* _EXERCISE INPUTS_
.....

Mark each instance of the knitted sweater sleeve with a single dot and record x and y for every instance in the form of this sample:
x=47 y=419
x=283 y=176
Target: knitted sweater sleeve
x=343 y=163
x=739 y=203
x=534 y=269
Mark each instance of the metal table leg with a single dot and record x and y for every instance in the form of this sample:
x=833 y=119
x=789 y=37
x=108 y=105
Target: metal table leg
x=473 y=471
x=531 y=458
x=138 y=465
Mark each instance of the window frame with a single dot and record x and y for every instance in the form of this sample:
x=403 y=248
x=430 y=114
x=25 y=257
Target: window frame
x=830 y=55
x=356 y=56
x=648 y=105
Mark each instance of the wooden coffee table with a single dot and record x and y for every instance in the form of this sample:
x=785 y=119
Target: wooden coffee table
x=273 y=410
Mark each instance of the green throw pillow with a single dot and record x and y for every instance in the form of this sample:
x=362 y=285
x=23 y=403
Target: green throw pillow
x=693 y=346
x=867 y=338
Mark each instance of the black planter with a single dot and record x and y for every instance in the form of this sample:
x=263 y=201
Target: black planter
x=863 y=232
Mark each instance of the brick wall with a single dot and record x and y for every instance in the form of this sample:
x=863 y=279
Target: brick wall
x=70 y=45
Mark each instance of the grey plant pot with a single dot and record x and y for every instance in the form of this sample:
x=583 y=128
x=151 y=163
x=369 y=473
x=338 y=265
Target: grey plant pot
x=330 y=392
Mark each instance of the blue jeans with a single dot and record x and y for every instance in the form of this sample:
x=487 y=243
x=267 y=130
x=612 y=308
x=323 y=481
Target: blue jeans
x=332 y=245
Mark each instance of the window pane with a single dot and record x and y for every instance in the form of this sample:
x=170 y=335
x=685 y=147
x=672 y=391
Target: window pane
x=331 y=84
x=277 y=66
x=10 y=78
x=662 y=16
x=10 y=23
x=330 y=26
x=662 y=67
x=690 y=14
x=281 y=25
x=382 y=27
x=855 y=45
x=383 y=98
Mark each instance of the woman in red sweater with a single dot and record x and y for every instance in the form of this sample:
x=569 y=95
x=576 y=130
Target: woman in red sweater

.....

* _DIRECTIVE_
Can you repeat the lines from the one with "Mark each instance of the window frame" to the one with "x=648 y=105", replacing "window frame" with "window sash" and changing nothing else?

* _ANSWER_
Mark each instance of the window sash with a single dot and record x and y for every instance in the form of this sample:
x=403 y=248
x=430 y=114
x=25 y=257
Target: window sash
x=830 y=55
x=356 y=56
x=648 y=105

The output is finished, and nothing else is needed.